SUPPLIED MATERIAL ▸
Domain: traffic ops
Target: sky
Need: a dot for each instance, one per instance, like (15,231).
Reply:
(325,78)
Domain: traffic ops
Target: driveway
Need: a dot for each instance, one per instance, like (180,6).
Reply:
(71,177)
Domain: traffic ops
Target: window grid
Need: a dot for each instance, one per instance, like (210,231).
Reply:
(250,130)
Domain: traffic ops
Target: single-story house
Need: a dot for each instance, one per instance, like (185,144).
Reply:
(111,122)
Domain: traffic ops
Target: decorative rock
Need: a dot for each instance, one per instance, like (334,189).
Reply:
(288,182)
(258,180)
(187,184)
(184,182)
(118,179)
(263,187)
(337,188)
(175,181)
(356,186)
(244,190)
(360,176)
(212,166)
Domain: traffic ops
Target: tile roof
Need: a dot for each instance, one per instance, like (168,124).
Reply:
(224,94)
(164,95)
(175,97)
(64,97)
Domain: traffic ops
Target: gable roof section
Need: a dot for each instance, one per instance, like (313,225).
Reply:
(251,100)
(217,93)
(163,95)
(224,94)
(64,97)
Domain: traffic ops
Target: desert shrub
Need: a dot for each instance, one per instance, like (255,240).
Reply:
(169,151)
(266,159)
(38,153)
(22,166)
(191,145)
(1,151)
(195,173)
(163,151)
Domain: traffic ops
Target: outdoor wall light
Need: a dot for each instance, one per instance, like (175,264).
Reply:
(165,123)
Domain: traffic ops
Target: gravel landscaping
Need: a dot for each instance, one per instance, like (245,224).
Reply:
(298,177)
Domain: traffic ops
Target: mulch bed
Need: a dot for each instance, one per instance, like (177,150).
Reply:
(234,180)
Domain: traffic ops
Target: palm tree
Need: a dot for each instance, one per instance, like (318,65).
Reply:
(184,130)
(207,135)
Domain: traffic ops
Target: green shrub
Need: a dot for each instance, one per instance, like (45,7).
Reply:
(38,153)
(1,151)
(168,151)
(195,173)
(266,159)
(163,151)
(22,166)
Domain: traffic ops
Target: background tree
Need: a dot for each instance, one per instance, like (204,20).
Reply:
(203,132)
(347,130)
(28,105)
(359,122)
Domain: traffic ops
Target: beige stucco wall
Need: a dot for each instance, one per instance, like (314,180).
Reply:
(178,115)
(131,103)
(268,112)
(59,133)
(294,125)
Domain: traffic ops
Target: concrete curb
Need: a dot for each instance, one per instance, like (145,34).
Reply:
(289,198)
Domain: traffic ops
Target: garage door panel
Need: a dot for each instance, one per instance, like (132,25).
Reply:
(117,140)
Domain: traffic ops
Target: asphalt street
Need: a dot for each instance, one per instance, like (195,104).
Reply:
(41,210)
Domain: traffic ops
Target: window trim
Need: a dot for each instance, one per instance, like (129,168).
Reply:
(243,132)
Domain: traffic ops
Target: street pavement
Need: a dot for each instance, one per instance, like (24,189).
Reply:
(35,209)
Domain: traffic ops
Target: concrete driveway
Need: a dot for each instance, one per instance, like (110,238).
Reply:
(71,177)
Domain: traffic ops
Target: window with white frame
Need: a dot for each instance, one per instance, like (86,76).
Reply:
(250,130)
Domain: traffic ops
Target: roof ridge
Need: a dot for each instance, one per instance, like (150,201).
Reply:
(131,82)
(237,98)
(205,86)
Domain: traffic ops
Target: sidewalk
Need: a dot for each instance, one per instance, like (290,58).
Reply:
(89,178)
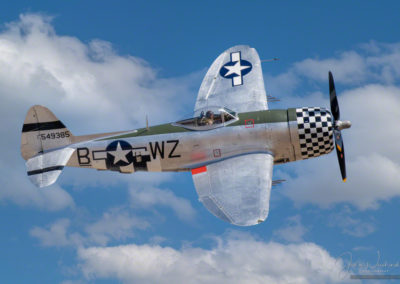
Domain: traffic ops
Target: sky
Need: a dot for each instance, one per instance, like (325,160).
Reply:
(102,66)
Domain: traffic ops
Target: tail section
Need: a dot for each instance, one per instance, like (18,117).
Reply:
(43,131)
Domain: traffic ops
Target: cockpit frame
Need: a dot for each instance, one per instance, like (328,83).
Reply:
(208,118)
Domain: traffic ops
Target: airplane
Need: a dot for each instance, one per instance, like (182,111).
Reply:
(229,145)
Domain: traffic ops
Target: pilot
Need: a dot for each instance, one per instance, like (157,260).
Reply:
(209,117)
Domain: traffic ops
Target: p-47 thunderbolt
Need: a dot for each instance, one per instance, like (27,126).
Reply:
(229,145)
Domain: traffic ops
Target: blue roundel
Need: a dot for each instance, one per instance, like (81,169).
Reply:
(235,69)
(118,154)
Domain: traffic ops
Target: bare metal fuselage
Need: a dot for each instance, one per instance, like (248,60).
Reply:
(173,148)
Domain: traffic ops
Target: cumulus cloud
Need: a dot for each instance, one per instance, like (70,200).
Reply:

EXERCISE GOAL ▸ Quote the data above in full, leaving out the pictures it holds.

WORKED ANSWER ▸
Domain: traffic ops
Target: sky
Need: a dot for each instance, one per instance, like (15,231).
Reply:
(325,78)
Domain: traffic ops
Target: driveway
Need: a dot for each instance, one per instance, like (180,6).
Reply:
(71,177)
Domain: traffic ops
Target: window grid
Need: a dot for each instance, one per instance, like (210,231).
Reply:
(250,130)
Domain: traffic ops
Target: single-story house
Need: a dot for each instance, one per instance, like (185,144).
Reply:
(111,122)
Domain: traffic ops
Target: decorative rock
Need: a dot for each instance, one per instance, like (334,189).
Reply:
(288,182)
(258,180)
(187,184)
(184,182)
(118,179)
(263,187)
(337,188)
(175,181)
(356,186)
(244,190)
(360,176)
(212,166)
Domain: traffic ops
Target: tile roof
Need: a dot for each instance, one per instance, like (168,124).
Reply:
(224,94)
(164,95)
(175,97)
(64,97)
Domain: traffic ops
Target: gable roof section
Need: a dot for each instance, one per instance, like (313,225).
Reply:
(251,100)
(217,93)
(163,95)
(224,94)
(64,97)
Domain: traffic ops
Target: desert shrub
Need: a dot for each instance, one per instance, like (255,240).
Reply:
(169,151)
(266,159)
(38,153)
(22,166)
(191,145)
(1,151)
(195,173)
(163,151)
Domain: traffic ops
Target: outdoor wall light
Need: a dot for each instance, one per instance, like (175,264).
Reply:
(165,123)
Domain: traffic ops
Target: gravel landscaping
Need: a dot for each instance, one per instance, like (245,224).
Reply:
(298,177)
Domain: traffic ops
Target: mulch bed
Need: a dot for each instance, one per instance, like (177,150).
Reply:
(234,180)
Domain: traffic ops
Target: palm tree
Need: a dot for each instance, one per instance, like (318,65).
Reply:
(184,130)
(207,135)
Domain: traffic ops
Target: green shrub
Need: a dot for each instance, one per instance, like (45,7).
Reply:
(38,153)
(1,151)
(168,151)
(195,173)
(266,159)
(163,151)
(22,166)
Domain: traffic ops
Target: background tree
Need: a dot for each instance, one per instance, like (204,20).
Reply:
(203,132)
(347,130)
(28,105)
(359,122)
Domain: traffic ops
Target: beige stucco wall
Need: a dot for each instance, one per instance, like (314,180).
Reply:
(178,115)
(131,103)
(268,112)
(59,133)
(294,125)
Domain: traffic ops
Target: concrete curb
Need: a dot for each instance, one per instance, like (145,34).
Reply:
(289,198)
Domain: traffic ops
Target: garage door panel
Need: a dot for each instance, one per instance, like (132,25).
Reply:
(117,140)
Domain: traffic ops
Target: asphalt street
Need: a dot for each instance, one per instance, like (195,104).
Reply:
(41,210)
Domain: traffic ops
Target: window trim
Need: a dot for each instance, one per instance, like (129,168).
Reply:
(243,132)
Domain: traffic ops
Target: street pavement
Need: a dot for each instance, one per instance, like (24,189).
Reply:
(35,209)
Domain: traffic ops
Target: concrete driveway
Need: a dot for each instance, one per instance, like (110,238).
Reply:
(71,177)
Domain: traffic ops
Target: window with white frame
Need: a dot for each instance, one per instance, like (86,76).
Reply:
(250,130)
Domain: traffic ops
Target: roof ridge
Need: a dot for each instance, one per instance, like (150,201).
Reply:
(131,82)
(237,98)
(205,86)
Domain: traffic ops
Target: sidewalk
Need: a dot for each instance, one per instance, like (290,58).
Reply:
(89,178)
Domain: traffic ops
Target: sky
Need: a dot for each instance, one per instance, like (325,160).
Reply:
(102,66)
Domain: traffic ops
Target: tail section
Need: a dot for each instance, one per instance, like (18,117).
Reply:
(43,131)
Domain: traffic ops
Target: cockpit frame
Need: a dot for each instance, one per instance, like (328,83).
Reply:
(208,118)
Domain: traffic ops
Target: airplane
Need: a dot for each instance, one per instance, like (182,111).
Reply:
(229,145)
Domain: traffic ops
Target: pilot
Need: a dot for each instance, one per instance, like (157,260).
Reply:
(209,117)
Domain: traffic ops
Target: p-47 thunderbolt
Need: a dot for each instance, one per instance, like (27,126).
Reply:
(229,145)
Domain: traffic ops
Target: blue roundel
Need: a dot for each instance, one per instance, like (81,169).
Reply:
(235,69)
(118,154)
Domain: traffic ops
Target: bare metal fuselage
Need: a dot for each instance, one per instance, like (248,60).
Reply:
(173,148)
Domain: traffic ops
Target: cumulus cloud
Need: a dot for each instance, one per instance, like (70,200).
Reply:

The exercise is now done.